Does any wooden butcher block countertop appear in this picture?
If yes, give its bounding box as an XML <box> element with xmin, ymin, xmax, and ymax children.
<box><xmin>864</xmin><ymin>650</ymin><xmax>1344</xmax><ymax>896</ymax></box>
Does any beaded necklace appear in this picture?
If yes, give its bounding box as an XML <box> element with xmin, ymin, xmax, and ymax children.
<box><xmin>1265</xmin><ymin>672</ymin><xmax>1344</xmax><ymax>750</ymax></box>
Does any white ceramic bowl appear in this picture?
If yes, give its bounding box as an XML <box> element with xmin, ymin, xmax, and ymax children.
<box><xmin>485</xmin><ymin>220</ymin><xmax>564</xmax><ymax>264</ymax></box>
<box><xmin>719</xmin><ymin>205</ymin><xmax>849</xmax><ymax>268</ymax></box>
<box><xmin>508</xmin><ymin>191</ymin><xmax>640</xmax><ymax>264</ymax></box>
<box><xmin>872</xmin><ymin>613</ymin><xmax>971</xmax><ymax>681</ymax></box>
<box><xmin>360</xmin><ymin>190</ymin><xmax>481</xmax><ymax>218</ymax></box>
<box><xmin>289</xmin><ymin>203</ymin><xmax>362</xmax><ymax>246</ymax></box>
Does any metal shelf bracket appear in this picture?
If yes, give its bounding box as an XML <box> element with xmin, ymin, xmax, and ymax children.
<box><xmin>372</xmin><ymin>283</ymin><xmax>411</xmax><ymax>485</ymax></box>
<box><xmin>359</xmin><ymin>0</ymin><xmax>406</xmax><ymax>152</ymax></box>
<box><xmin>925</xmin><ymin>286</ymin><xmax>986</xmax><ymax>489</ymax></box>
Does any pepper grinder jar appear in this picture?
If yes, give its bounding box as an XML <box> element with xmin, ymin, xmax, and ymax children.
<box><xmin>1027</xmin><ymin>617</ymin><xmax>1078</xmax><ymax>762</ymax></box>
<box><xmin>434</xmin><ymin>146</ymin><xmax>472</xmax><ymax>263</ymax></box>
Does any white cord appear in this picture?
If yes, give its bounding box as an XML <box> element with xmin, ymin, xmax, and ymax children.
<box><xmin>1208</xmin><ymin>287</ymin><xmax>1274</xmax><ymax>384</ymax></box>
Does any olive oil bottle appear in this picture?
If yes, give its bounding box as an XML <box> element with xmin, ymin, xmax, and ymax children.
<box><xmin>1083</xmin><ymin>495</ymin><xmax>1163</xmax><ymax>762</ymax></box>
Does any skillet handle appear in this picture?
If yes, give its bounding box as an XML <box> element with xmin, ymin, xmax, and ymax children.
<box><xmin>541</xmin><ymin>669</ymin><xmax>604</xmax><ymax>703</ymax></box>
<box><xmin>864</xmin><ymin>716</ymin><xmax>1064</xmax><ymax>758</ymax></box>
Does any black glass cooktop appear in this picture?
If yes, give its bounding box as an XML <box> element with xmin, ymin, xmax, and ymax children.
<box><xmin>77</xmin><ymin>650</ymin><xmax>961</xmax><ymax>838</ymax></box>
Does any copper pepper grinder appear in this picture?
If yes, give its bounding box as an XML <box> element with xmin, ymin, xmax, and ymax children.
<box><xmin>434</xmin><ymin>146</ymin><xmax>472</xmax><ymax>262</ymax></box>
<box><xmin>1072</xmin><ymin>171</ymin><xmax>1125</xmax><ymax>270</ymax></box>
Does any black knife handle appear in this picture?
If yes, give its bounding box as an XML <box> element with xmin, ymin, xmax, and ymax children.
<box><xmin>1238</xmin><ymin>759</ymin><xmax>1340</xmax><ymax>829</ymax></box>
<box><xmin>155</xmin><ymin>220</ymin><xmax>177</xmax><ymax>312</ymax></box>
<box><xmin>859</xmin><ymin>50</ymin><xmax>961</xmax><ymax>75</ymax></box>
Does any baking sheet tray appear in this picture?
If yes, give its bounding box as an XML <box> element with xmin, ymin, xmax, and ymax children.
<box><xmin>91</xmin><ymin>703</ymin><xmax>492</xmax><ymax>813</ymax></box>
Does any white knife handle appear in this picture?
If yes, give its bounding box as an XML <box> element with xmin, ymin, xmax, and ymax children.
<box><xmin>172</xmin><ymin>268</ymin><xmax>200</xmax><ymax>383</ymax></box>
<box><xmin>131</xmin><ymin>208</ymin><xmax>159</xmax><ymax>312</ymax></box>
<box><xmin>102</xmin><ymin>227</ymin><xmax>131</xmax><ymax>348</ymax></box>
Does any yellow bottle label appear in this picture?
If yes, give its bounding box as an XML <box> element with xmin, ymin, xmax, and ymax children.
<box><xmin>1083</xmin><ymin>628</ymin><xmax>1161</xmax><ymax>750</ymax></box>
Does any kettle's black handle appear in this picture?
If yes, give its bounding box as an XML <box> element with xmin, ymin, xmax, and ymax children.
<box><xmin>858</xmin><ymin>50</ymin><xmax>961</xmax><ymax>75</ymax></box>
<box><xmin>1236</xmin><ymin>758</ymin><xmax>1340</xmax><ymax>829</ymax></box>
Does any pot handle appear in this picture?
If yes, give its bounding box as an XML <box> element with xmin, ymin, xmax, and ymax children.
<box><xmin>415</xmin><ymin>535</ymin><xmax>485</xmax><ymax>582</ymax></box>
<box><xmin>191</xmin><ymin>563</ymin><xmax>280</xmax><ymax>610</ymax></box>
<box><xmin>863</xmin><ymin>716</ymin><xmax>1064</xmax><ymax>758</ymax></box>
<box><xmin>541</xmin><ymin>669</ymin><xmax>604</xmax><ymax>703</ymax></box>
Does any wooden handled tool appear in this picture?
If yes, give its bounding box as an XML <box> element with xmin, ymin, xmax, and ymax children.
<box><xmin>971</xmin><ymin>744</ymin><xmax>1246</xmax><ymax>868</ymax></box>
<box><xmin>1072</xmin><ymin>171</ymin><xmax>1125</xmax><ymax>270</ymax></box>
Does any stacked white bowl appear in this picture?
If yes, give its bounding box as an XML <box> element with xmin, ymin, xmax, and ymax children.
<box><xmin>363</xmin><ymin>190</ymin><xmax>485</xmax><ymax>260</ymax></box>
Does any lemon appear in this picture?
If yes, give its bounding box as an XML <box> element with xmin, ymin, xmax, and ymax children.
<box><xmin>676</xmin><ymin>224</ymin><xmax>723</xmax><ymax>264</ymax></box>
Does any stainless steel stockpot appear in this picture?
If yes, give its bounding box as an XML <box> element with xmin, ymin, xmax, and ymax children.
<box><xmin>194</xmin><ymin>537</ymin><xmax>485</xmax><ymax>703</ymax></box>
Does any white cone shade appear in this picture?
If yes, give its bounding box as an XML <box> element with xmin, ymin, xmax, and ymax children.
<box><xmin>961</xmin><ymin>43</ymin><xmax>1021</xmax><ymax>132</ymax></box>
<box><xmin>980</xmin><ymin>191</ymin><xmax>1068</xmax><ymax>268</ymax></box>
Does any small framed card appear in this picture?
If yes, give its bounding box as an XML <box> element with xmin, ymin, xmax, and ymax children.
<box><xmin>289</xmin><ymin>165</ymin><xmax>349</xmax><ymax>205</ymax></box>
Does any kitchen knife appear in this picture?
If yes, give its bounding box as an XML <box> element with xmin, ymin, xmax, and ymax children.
+---+
**OBJECTIVE:** From the line with "Does any kitchen" through the end of the rows, write those lines out again with "kitchen knife" changed to "chef's knife" and nothing else altered.

**ANSWER IN FULL:**
Does any chef's knife appear in this picture?
If yes, give its bounding box as an XML <box> element with xmin, ymin, xmax, and ymax children.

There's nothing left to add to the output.